10 книг, которые мы читали в августе: список развлекательного и серьезного чтения

Каждый месяц литературный критик Анастасия Завозова выбирает 5 книг для серьезного, вдумчивого чтения и 5 книг им в пару — чтобы отвлечься в разных литературных мирах. В выборке августа — роман о неудобной женщине, дневники немецкого интеллектуала о переменчивой Москве 1930-х, мемуары дочери «врага народа» и многое другое.
Теги:
«Поляндрия No Age», перевод Екатерины Лавринайтис
РЕКЛАМА – ПРОДОЛЖЕНИЕ НИЖЕ

Марие Ауберт, «Взрослые люди»

«Поляндрия No Age», перевод Екатерины Лавринайтис

О чем: Иде 40 лет, и у ее биологических часиков срывает кукушку — не без помощи любящих родственников.

[Задание]
Ответьте по тексту выше:
(а) Сколько книг для серьезного чтения Анастасия Завозова выбирает каждый месяц?
(б) Кто перевел книгу Марие Ауберт «Взрослые люди»?
(в) Сколько лет Иде?

[Фрагмент файла данных]
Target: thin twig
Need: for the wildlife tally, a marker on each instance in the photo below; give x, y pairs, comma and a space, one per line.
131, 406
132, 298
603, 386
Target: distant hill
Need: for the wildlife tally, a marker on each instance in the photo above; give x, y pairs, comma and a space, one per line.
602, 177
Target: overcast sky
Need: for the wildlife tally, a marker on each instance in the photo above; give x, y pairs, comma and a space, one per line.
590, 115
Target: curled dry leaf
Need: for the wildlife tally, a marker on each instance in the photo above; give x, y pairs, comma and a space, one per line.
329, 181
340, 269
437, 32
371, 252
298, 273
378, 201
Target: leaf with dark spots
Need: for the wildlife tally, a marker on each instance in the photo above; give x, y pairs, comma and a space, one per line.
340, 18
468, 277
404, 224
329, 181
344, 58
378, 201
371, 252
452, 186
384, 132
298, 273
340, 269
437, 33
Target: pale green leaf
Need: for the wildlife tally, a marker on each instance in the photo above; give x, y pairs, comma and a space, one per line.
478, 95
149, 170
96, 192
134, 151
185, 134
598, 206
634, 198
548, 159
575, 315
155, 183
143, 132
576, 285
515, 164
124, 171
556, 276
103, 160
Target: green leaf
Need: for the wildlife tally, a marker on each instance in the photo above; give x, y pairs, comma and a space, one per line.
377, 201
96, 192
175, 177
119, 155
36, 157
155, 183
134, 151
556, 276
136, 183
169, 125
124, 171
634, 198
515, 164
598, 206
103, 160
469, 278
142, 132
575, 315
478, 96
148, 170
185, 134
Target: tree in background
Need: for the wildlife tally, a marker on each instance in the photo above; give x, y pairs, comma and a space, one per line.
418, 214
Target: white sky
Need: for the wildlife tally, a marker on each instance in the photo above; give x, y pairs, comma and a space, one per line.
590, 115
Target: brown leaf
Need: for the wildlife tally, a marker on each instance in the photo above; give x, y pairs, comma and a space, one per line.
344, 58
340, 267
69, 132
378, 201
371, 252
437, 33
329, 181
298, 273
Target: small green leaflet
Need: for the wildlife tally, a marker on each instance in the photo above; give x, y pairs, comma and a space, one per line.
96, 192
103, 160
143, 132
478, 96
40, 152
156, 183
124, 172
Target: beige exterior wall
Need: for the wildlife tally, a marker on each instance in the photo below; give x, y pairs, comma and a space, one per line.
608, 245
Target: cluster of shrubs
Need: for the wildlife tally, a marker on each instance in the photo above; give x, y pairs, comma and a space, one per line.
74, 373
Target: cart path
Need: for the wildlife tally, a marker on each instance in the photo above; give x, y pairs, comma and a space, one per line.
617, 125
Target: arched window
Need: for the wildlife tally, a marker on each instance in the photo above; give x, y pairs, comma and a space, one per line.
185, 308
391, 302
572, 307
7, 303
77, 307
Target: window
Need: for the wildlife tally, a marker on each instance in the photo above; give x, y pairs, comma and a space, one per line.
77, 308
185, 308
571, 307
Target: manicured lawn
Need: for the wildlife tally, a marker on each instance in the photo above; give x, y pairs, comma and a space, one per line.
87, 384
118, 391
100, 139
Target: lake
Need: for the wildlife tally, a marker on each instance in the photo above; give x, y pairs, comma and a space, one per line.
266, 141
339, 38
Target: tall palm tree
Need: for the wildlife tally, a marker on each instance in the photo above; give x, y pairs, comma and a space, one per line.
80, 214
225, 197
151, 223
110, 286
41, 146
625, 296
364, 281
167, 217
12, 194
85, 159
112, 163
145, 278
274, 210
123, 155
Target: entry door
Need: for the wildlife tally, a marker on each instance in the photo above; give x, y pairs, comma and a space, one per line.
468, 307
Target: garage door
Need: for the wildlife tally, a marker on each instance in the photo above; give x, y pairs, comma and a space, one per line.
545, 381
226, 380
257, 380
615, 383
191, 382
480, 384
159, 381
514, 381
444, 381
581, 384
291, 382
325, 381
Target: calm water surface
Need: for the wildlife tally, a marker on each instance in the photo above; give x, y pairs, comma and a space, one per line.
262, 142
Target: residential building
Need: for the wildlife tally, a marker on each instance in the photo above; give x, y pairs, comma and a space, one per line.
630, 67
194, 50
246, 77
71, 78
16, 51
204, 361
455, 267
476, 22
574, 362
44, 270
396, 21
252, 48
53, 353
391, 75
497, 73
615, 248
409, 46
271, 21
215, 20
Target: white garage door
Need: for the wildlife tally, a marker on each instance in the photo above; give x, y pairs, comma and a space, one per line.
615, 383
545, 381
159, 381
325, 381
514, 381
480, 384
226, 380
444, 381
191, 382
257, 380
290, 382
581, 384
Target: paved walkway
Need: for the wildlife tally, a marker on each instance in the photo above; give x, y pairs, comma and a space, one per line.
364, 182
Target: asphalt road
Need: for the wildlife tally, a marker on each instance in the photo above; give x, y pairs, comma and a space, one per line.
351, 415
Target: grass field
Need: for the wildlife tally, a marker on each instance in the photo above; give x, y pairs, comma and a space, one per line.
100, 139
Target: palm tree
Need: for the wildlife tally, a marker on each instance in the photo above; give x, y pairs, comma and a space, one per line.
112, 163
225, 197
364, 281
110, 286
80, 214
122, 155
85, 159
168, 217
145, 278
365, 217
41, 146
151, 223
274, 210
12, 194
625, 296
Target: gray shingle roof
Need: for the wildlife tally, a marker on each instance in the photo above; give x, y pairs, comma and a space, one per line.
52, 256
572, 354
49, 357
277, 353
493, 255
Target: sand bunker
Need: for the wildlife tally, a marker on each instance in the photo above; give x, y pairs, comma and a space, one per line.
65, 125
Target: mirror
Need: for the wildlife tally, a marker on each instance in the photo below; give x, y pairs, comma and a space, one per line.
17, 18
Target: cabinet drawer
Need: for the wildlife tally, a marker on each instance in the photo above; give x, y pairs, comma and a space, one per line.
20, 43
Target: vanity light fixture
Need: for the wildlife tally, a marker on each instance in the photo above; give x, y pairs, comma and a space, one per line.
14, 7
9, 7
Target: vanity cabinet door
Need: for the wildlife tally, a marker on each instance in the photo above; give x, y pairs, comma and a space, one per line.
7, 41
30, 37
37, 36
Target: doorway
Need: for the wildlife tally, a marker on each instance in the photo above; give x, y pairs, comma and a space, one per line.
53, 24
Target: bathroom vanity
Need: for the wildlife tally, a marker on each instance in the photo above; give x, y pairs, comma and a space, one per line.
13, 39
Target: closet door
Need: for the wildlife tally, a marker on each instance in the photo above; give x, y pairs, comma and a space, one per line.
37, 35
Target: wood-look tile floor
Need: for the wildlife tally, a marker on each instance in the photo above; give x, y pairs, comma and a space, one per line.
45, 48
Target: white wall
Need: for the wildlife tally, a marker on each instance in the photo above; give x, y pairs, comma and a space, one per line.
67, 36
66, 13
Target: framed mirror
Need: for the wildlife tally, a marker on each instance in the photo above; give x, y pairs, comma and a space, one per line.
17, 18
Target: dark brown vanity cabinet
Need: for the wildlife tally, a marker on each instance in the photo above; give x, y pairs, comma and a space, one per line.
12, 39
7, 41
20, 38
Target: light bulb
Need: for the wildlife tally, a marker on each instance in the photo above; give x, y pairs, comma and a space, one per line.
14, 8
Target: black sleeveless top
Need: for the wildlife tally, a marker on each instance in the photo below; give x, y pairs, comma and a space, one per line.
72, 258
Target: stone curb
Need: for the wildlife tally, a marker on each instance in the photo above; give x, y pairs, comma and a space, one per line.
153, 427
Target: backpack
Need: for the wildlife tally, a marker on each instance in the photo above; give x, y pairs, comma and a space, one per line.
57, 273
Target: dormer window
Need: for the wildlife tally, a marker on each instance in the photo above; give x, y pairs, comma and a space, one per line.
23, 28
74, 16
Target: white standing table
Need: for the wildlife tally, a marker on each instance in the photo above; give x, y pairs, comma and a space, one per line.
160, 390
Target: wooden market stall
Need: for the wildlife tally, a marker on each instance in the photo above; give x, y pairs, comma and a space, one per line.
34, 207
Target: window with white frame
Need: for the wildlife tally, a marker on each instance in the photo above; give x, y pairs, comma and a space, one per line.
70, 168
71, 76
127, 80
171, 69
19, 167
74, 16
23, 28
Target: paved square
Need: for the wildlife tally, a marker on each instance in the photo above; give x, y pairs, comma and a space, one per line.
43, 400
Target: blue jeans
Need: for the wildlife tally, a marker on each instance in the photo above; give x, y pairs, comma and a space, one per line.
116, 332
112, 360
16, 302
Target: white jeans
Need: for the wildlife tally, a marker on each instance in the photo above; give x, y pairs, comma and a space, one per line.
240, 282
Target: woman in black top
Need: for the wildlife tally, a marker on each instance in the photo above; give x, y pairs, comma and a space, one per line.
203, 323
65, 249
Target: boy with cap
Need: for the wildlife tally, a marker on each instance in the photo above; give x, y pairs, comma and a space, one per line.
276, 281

[Ответ]
(а) Пять книг.
(б) Екатерина Лавринайтис.
(в) 40 лет.